__Requirement__
Copy out exactly the lines from the one containing "Given the photograph above, point out the person" to the end of the records below, both included, and nothing else.

Top of Provided entries

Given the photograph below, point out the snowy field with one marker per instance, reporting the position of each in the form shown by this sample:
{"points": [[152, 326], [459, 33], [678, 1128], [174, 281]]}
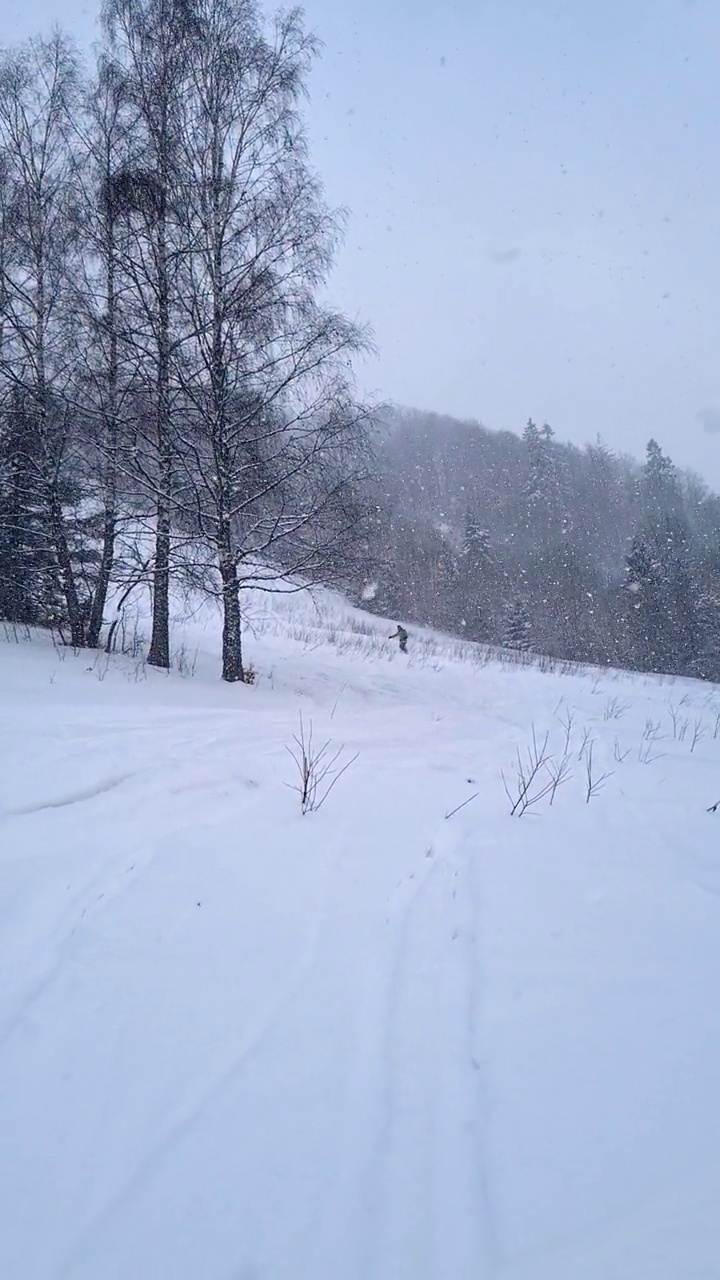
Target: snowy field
{"points": [[373, 1042]]}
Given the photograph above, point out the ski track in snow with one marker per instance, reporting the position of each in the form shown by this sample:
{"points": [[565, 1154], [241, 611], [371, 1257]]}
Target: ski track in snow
{"points": [[367, 1045]]}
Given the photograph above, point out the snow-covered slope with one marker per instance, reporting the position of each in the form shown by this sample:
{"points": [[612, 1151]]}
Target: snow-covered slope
{"points": [[374, 1042]]}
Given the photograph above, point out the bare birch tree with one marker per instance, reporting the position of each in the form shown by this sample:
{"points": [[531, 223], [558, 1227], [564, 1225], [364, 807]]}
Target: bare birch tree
{"points": [[39, 94], [273, 440]]}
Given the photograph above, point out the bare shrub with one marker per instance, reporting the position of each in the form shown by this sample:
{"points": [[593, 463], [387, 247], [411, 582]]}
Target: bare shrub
{"points": [[318, 768]]}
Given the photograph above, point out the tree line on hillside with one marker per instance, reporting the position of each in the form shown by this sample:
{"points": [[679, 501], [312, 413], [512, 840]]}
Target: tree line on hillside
{"points": [[177, 405], [532, 544], [176, 401]]}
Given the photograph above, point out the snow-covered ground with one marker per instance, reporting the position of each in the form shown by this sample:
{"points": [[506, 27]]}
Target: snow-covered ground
{"points": [[374, 1042]]}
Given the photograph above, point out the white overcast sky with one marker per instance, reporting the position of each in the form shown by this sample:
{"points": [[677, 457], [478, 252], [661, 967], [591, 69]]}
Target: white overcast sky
{"points": [[533, 193]]}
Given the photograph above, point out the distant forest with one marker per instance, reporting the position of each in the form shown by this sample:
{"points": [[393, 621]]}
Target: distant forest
{"points": [[533, 544], [177, 402]]}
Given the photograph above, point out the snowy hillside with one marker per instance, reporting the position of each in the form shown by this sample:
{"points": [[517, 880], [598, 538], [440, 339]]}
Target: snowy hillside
{"points": [[373, 1042]]}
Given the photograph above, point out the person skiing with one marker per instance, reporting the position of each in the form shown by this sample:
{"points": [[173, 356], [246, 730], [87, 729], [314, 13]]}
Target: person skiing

Bottom of Provided entries

__Exercise result__
Given the photograph above, point out the person skiing with one marker per instance, reporting the position of each in the form shown by this sample:
{"points": [[173, 356], [246, 730], [87, 729], [314, 13]]}
Target: person skiing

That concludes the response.